The entries that follow are to be duplicated in full, character for character.

----

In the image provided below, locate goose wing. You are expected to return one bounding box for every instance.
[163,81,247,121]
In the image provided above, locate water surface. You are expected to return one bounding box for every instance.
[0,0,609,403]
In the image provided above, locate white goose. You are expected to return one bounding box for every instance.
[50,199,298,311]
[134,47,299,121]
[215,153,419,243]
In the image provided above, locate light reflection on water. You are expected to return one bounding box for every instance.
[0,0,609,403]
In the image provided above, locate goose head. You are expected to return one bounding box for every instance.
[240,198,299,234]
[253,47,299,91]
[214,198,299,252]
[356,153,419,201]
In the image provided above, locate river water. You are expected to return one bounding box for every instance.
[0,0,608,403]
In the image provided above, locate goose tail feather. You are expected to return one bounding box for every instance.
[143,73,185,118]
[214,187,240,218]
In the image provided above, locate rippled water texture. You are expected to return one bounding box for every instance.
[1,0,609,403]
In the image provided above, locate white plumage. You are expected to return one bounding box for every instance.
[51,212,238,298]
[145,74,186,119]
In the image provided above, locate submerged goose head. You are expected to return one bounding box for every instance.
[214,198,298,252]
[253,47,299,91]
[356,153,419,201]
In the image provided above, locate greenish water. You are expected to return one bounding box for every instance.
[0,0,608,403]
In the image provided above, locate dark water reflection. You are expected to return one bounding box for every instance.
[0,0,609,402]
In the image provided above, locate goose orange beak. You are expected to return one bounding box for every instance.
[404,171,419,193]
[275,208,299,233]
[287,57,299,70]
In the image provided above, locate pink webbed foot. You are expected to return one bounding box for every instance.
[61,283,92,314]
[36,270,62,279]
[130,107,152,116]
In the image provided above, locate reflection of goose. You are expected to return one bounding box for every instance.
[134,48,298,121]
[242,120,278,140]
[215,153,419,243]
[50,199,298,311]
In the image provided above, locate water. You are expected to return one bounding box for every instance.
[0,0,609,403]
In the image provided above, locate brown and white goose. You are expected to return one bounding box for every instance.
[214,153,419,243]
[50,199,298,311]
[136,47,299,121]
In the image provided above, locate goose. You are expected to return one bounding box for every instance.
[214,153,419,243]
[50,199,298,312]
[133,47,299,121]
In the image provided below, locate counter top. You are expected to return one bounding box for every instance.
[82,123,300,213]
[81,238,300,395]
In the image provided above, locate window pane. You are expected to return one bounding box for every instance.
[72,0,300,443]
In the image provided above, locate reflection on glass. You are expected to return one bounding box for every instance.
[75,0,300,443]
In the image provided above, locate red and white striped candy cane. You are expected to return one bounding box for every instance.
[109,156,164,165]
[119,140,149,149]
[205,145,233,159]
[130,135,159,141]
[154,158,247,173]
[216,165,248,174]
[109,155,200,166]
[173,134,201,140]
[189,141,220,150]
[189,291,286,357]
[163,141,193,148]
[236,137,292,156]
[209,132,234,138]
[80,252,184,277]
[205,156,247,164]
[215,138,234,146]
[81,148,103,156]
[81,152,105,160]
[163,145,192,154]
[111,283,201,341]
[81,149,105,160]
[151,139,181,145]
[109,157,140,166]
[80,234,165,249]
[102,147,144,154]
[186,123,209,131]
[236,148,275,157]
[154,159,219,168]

----

> _Reply to the exercise_
In the image provided below, locate goose wing. You are expected to return one bounding box for every instance.
[163,81,247,121]
In the image provided above, locate water surface. You are expected to return one bounding box for every instance.
[0,0,609,403]
In the image provided above, locate white goose. You are expected to return one bounding box for every instance.
[50,199,298,311]
[134,47,299,121]
[215,153,419,243]
In the image provided above, locate light reflection on water. You are expected to return one bounding box for every instance.
[0,0,609,403]
In the image provided above, locate goose head. You are expected to return one bounding box for every instance.
[240,198,299,234]
[253,47,299,91]
[214,198,299,252]
[356,153,419,201]
In the image provided above, locate river water. You are expected to return one bounding box for every instance.
[0,0,608,403]
In the image provided above, locate goose tail feather. You are expected to return one bounding box for every instance.
[143,73,185,118]
[214,187,240,218]
In the image provided above, locate rippled water texture. You are expected to return one bounding box for every instance.
[1,0,609,403]
In the image provided above, locate white plumage. You are expected to return one bounding box for every instance.
[51,212,238,298]
[145,74,186,119]
In the image provided above, locate submerged goose head. You are expected to return one bounding box for every instance.
[214,198,298,252]
[253,47,299,91]
[356,153,419,201]
In the image provided above, locate greenish water. You are expected to return one bounding box for every instance.
[0,0,608,403]
In the image provided above, locate dark water reflection. You are expected to return one bounding box for every instance.
[0,0,609,402]
In the image provided above, locate goose orange beak. You are expected to return one bounding box for every instance.
[404,171,419,193]
[275,208,299,233]
[287,57,299,70]
In the image provided above, locate pink webbed foot. You are expected to return one bounding box for every instance.
[61,283,92,314]
[36,270,62,279]
[130,107,152,116]
In the image provided above, locate reflection of goose. You are expected to return one bounding box for every instance.
[134,48,298,121]
[242,120,278,140]
[215,153,419,243]
[50,199,298,311]
In the image provided above, locate water. You are expected to return one bounding box for every instance.
[0,0,609,403]
In the image provided above, locate brown and white goose. You are expected to return one bounding box for every instance.
[214,153,419,243]
[50,199,298,311]
[136,47,299,121]
In the image provided above, locate goose. You are expected to return one bounding box for every instance.
[214,153,419,243]
[50,199,298,312]
[133,47,299,121]
In the image provided below, locate counter top. You are expected to return one bounding box for every instance.
[82,123,300,213]
[81,238,300,395]
In the image provided above, locate window pane. You are expected to return one bounding box for every instance.
[72,0,300,443]
In the image provided above, locate reflection on glass. You are expected to return one bounding box for every instance.
[75,0,300,443]
In the image provided above, locate red and white striped candy cane. You are expected to return one bounding box for every instance.
[109,156,164,165]
[119,140,149,149]
[205,145,233,159]
[130,135,159,141]
[154,158,247,173]
[216,165,248,174]
[109,155,200,166]
[173,134,201,140]
[189,141,220,150]
[189,291,286,357]
[163,141,193,148]
[236,137,292,156]
[209,132,234,138]
[80,252,184,277]
[205,156,247,164]
[215,138,234,146]
[81,148,103,156]
[81,152,105,160]
[163,145,192,154]
[111,283,201,341]
[81,149,105,160]
[151,139,181,145]
[109,157,140,166]
[80,234,165,249]
[102,147,144,154]
[186,123,209,131]
[236,148,275,157]
[154,159,219,168]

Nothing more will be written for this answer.